Data records:

○ ○ ○ ○ ○ ○ ○

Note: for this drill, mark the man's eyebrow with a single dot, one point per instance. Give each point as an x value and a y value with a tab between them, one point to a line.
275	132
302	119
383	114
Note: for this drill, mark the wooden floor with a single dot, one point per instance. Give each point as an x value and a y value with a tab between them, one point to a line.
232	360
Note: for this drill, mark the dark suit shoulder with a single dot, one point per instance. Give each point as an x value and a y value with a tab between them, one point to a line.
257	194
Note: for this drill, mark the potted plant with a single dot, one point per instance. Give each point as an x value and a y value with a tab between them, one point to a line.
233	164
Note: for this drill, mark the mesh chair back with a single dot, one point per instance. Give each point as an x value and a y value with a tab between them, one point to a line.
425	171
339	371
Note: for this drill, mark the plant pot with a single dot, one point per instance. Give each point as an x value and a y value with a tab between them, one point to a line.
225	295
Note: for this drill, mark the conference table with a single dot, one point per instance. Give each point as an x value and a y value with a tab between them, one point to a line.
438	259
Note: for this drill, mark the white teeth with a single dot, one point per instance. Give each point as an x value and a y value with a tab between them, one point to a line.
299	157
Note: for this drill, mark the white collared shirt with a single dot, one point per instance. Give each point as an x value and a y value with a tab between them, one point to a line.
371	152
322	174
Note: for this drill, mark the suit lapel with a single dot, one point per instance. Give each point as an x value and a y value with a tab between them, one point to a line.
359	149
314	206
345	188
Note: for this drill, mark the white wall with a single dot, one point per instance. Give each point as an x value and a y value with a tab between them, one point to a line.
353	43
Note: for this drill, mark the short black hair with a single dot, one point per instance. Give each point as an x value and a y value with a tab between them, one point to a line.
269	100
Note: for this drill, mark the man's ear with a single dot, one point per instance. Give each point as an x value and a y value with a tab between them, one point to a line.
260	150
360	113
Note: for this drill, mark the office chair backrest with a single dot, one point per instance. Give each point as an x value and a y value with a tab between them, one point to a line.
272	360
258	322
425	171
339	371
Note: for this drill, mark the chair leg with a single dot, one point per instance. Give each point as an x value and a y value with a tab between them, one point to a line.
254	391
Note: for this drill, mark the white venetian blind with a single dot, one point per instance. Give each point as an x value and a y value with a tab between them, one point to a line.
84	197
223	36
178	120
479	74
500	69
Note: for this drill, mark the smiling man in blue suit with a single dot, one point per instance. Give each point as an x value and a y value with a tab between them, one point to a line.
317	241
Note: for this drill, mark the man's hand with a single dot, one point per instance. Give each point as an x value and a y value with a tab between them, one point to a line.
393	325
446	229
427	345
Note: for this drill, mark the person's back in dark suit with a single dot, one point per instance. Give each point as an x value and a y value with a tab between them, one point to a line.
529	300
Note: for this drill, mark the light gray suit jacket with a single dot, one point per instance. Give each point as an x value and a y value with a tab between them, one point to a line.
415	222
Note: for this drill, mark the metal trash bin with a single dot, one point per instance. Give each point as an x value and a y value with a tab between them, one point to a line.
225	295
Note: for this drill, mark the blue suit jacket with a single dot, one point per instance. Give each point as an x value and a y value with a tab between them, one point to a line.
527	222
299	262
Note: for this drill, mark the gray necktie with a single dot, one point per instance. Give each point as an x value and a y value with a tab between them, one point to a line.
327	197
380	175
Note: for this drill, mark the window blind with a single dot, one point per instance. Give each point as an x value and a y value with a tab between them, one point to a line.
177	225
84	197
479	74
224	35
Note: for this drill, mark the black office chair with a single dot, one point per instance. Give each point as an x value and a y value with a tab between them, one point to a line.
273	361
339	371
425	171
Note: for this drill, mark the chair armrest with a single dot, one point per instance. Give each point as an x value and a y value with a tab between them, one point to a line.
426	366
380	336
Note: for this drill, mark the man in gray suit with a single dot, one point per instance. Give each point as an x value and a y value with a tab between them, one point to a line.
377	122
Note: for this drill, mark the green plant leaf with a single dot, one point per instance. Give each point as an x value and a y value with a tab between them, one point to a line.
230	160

○ ○ ○ ○ ○ ○ ○

**What you should do**: Please rewrite everything from the line holding "Note: for this drill, mark the black" through the last of the rows, both ends included, as a Markdown table with the columns Position and Content. Leave out any blank lines.

**Written solution**:
| Position | Content |
|---|---|
| 1 | Note: for this drill, mark the black office chair with a single dot, one point per instance. Give each point as an x value and a y value with a tab between them, one point to a line. |
| 2 | 273	361 |
| 3 | 339	371 |
| 4 | 425	171 |
| 5 | Note: for this drill, mark the chair armrest with a single dot, one point per instance. Give each point as an x value and a y value with a tab between them, one point to a line. |
| 6 | 426	366 |
| 7 | 380	336 |
| 8 | Note: for this drill, mark the man in gray suit with a single dot, one point per instance. Give each point as an x value and a y value with a tab between them, one point to a line. |
| 9 | 377	122 |
| 10 | Note: for this drill, mark the green plant leaf with a single dot, one point per instance. Give each point as an x value and a y value with a tab between them, one point to a line. |
| 11 | 230	160 |